### SUPPLIED PASSAGE

A box plot chart shows the distribution of a set of data. It shows the distribution features of raw data. It can also be used to compare the distribution features between multiple sets of data.

Scatter Plot

In regression analysis, a scatter chart shows the distribution of data points in a Cartesian coordinate system.

Correlation Coefficient Matrix

A correlation coefficient indicates the correlation between columns in a matrix. The coefficient is in the range of [-1,1]. The count parameter is measured when the value is the number of non-zero elements in two consecutive columns.

Two Sample T Test

This component checks whether the means of two samples are significantly different based on statistical principles.

One Sample T Test

This component is used to determine whether a significant difference exists between the overall mean of a variable and a specific value. The sample on which you want to perform a T test must follow normal distribution.

Normality Test

This component is a normality test that determines whether the population follows normal distribution by using observations. A normality test is a special goodness-of-fit hypothesis test in statistical determination.

Lorenz Curve

This component can be used to show the income distribution of a country or region.

Percentile

This component is used to calculate the percentile of data in the columns of a data table.

Pearson Coefficient

This component is a linear correlation coefficient that measures the linear correlation between two variables.

Histogram

This component is a histogram, also known as a mass distribution profile. A histogram is a statistical report chart that consists of a series of vertical stripes or line segments with different heights to show data distribution.

Machine learning

Prediction

This component uses the training model and prediction data as input and generates prediction results as output.

XGboost Train

XGBoost is an extension of the gradient boosting algorithm. XGBoost provides better usability and robustness and has been widely used in machine learning production systems and machine learning competitions. XGBoost can be used for classification and regression.

XGboost Predict

XGBoost is an extension of the gradient boosting algorithm. XGBoost provides better usability and robustness and has been widely used in machine learning production systems and machine learning competitions. XGBoost can be used for classification and regression.

Linear SVM

This component is a machine learning model based on statistical learning theory. It minimizes risks and improves the generalization capability of learning machines. This way, empirical risks and confidence intervals are minimized.

Binary Logistic Regression

This component is a binary classification algorithm and supports sparse and dense data.

GBDT Binary Classification

This component is used to set a threshold. If a feature value is greater than the threshold, the feature is a positive example. Otherwise, the feature is a negative example.

Experiment of PS-SMART Binary Classification Training

A parameter server (PS) is used to process a large number of offline and online training tasks. SMART stands for scalable multiple additive regression tree. PS-SMART is an iteration algorithm that is implemented by using a PS-based gradient boosting decision tree (GBDT).

PS Logistic Regression for Binary Classification

This component is a classic binary classification algorithm and is widely used in advertising and search scenarios.

######

EXERCISE REQUIREMENTS =>
[1] Update the component list starting at "XGboost Predict" and ending at "intervals are minimized.", putting "generalization ability" in place of "generalization capability".
[2] According to the component list, what does SMART stand for?

### DATASET SECTION

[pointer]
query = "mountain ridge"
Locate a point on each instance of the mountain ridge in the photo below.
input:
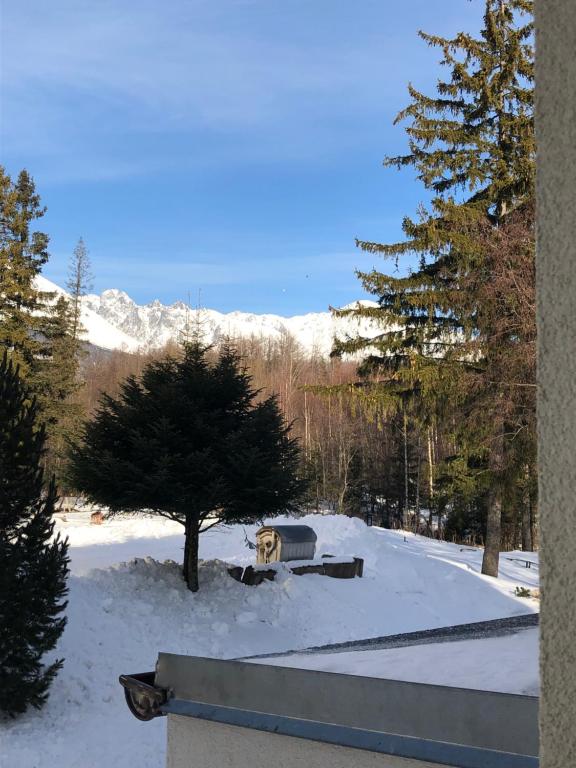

######

ANSWERS TO THE EXERCISES =>
[1]
XGboost Predict

XGBoost is an extension of the gradient boosting algorithm. XGBoost provides better usability and robustness and has been widely used in machine learning production systems and machine learning competitions. XGBoost can be used for classification and regression.

Linear SVM

This component is a machine learning model based on statistical learning theory. It minimizes risks and improves the generalization ability of learning machines. This way, empirical risks and confidence intervals are minimized.

[2] Scalable multiple additive regression tree.